### Source text
----------------------------------------
By JAINDI KISERO
I find the argument that the government should
divert the money it plans to spend on buying laptops for primary school
children to paying better salaries for striking teachers foolish.
As taxpayers, what we should be asking is whether it makes economic sense to spend a high share of the budget for education on teachers’ salaries compared to what spend on textbooks, laboratory chemicals and equipment, exercise books – even laptops, for school children.
We are experiencing what economists call a severe recurrent costs financing crisis. How do you tell that you are drifting deeper into such a crisis?
It is when you find that a far greater proportion of the money you collect from the taxpayer ends up in paying salaries, pensions of civil servants and teachers, and interest on borrowed money.
You will build many hospitals, health centres and
dispensaries. But since a far greater proportion of your budget for
health will have been consumed by salaries, you will not have enough for
hospital beds, medicines and ambulances for your dispensaries and
health centres.
----------------------------------------
### Data under study
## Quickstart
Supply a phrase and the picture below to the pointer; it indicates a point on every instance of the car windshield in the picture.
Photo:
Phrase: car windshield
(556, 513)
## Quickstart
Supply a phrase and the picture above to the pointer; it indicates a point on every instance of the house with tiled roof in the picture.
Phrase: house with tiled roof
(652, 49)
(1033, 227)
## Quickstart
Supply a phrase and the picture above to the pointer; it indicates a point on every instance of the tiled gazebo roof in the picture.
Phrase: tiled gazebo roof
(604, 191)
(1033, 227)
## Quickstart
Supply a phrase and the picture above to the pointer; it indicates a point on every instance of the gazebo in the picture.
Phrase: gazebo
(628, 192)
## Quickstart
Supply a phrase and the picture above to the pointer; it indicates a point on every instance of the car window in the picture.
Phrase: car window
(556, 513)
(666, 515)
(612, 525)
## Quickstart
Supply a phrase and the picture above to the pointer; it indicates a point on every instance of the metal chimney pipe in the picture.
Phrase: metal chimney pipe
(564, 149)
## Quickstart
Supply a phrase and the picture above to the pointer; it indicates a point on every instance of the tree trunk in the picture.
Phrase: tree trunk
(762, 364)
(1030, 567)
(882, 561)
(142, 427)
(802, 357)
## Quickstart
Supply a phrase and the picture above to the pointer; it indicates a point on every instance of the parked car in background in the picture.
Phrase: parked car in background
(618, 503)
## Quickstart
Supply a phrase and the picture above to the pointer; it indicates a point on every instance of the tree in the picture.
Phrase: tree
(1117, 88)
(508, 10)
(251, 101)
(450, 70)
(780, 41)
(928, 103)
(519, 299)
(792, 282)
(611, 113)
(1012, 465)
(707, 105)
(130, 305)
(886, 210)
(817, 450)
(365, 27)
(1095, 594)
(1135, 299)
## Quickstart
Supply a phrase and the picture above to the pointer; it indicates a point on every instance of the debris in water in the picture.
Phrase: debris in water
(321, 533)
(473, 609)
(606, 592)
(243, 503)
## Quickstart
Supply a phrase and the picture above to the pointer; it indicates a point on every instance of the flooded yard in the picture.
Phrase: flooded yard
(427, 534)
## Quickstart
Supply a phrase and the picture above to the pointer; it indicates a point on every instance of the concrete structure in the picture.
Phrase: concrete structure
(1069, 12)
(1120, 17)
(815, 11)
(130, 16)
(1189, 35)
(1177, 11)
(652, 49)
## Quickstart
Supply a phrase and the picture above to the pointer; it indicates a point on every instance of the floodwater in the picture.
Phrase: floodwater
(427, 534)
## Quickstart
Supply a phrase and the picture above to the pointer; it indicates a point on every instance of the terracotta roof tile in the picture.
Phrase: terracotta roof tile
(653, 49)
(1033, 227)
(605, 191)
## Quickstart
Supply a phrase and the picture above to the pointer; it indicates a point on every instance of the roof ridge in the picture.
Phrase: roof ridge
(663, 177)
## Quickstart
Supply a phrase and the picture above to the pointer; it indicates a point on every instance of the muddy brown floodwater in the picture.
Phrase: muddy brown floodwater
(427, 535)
----------------------------------------
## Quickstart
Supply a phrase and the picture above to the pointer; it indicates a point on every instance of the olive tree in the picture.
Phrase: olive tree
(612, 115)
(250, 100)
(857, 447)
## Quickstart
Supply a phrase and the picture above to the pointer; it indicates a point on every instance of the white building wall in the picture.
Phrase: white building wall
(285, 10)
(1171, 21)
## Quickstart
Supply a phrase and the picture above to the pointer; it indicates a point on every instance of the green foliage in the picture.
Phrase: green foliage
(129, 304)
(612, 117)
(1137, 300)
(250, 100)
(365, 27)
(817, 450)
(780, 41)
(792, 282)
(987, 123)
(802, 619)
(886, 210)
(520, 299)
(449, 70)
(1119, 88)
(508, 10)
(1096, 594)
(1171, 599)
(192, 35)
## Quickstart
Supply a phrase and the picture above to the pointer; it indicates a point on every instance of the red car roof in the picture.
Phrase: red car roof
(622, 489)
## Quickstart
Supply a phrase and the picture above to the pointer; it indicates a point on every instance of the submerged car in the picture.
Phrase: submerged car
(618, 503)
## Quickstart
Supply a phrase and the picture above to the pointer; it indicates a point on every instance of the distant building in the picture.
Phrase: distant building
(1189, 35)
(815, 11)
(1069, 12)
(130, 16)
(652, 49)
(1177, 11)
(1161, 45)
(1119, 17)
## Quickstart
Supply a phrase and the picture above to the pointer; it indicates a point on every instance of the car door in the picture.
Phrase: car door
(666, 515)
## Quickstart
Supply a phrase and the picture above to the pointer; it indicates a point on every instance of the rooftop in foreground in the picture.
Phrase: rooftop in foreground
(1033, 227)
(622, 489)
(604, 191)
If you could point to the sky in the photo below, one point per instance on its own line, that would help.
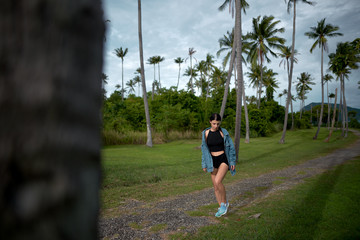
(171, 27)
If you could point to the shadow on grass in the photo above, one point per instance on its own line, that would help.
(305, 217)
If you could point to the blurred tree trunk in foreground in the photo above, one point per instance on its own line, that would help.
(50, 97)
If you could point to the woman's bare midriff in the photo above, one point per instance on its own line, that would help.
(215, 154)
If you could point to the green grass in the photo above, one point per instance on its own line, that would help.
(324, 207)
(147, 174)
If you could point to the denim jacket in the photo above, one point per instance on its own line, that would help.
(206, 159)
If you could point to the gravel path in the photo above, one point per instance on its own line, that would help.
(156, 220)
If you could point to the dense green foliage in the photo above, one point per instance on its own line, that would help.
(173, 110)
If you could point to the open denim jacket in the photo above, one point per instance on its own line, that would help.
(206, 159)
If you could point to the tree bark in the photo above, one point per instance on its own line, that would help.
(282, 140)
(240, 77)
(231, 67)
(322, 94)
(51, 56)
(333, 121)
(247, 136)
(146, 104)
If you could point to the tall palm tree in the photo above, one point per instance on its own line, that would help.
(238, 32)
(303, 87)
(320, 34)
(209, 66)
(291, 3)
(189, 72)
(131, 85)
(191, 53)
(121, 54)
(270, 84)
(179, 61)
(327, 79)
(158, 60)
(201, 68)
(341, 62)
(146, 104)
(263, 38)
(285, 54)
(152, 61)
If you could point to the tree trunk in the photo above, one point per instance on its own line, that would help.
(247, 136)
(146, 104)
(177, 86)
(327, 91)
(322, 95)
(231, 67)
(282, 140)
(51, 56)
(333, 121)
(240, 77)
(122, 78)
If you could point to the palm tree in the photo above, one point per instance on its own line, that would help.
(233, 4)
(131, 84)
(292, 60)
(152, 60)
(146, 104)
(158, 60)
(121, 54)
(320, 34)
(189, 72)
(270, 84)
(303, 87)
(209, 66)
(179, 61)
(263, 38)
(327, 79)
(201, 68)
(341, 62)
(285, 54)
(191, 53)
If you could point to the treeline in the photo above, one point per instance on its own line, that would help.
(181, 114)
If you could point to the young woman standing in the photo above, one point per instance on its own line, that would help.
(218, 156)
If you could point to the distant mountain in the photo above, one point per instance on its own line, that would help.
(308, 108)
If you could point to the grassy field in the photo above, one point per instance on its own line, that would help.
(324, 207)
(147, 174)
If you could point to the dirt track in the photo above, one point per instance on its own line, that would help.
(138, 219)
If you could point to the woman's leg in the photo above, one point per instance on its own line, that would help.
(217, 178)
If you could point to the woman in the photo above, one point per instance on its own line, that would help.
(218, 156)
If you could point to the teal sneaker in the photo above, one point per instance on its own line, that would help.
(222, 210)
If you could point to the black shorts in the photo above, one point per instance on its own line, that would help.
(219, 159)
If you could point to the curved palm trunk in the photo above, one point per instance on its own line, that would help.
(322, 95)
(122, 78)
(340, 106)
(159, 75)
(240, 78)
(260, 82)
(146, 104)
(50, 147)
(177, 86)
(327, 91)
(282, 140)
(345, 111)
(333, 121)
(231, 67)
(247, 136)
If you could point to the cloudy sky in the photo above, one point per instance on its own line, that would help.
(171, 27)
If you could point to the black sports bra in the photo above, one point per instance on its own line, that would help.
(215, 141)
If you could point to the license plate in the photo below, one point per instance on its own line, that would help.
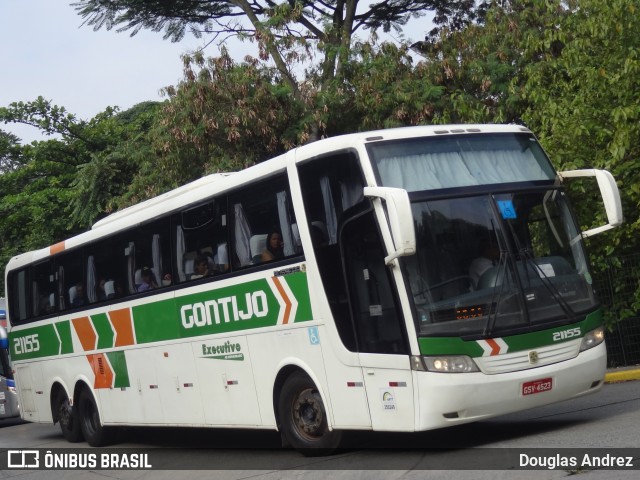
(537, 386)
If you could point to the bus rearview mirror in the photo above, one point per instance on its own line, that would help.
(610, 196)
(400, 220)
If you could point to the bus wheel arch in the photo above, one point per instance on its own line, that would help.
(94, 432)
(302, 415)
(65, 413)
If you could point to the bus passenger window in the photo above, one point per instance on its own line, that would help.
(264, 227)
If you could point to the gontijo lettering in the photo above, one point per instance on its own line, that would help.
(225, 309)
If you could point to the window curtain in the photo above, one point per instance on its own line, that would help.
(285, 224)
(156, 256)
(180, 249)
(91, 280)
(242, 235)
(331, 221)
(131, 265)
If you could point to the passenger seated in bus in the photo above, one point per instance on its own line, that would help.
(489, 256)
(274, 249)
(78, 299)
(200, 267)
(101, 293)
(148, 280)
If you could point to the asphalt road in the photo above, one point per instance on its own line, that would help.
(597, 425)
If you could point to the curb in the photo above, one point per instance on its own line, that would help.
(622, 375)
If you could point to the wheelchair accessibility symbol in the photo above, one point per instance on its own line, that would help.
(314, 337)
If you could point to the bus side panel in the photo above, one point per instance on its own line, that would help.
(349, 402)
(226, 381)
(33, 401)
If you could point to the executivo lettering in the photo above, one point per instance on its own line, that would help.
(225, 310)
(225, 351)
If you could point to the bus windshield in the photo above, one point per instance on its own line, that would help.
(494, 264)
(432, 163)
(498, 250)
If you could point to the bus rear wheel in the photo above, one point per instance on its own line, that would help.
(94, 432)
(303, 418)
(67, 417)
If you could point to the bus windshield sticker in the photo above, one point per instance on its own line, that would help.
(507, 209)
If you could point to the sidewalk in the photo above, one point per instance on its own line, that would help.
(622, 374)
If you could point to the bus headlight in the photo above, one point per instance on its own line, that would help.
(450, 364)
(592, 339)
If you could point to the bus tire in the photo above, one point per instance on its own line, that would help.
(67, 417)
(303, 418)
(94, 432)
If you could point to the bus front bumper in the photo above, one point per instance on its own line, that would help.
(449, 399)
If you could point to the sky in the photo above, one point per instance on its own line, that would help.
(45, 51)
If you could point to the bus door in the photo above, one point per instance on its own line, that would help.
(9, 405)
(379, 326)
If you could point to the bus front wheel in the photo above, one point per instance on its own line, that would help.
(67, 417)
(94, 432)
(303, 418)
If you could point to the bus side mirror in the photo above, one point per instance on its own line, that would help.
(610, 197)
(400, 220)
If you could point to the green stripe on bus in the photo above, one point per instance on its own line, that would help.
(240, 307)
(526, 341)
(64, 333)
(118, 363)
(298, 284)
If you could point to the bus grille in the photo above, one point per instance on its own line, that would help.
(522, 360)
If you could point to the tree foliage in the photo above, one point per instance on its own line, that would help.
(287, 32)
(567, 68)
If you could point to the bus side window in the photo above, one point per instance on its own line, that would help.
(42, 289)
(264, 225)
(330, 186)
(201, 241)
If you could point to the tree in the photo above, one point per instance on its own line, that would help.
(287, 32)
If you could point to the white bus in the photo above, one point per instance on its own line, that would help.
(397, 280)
----------------------------------------
### Assigned task 1
Answer these questions from the education budget column:
(a) What does the government plan to buy for primary school children?
(b) What do economists call the crisis the writer says we are experiencing?
(c) In the health example, which three things will there not be enough money for?
### Assigned task 2
Set down, word for word, the part of the education budget column that opens with the words containing "As taxpayers, what" and closes with "such a crisis?".
The records have no connection to the education budget column.

### Written answer 1
(a) Laptops.
(b) A severe recurrent costs financing crisis.
(c) Hospital beds, medicines and ambulances.

### Written answer 2
As taxpayers, what we should be asking is whether it makes economic sense to spend a high share of the budget for education on teachers’ salaries compared to what spend on textbooks, laboratory chemicals and equipment, exercise books – even laptops, for school children.
We are experiencing what economists call a severe recurrent costs financing crisis. How do you tell that you are drifting deeper into such a crisis?